*Directions for this task*
The records below are to be retyped in full, without any alteration.

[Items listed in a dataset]
*** Begin section ***

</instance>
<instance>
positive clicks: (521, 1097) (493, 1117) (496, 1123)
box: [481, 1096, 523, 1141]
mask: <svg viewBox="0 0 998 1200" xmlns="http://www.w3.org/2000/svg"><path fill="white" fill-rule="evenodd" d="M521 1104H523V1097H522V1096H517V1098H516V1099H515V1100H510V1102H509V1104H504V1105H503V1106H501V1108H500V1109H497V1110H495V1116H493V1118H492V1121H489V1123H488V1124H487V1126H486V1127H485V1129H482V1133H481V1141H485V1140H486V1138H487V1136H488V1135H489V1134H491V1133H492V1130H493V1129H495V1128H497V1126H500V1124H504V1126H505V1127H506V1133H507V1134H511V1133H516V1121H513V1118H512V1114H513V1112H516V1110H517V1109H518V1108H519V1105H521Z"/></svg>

*** End section ***

*Task result*
</instance>
<instance>
positive clicks: (521, 1097) (493, 1117) (496, 1123)
box: [481, 1096, 523, 1141]
mask: <svg viewBox="0 0 998 1200" xmlns="http://www.w3.org/2000/svg"><path fill="white" fill-rule="evenodd" d="M521 1104H523V1097H522V1096H517V1098H516V1099H515V1100H510V1102H509V1104H504V1105H503V1106H501V1108H500V1109H497V1110H495V1116H493V1118H492V1121H489V1123H488V1124H487V1126H486V1127H485V1129H482V1133H481V1141H485V1140H486V1138H487V1136H488V1135H489V1134H491V1133H492V1130H493V1129H495V1128H497V1126H500V1124H504V1126H505V1127H506V1133H507V1134H511V1133H516V1121H513V1118H512V1114H513V1112H516V1110H517V1109H518V1108H519V1105H521Z"/></svg>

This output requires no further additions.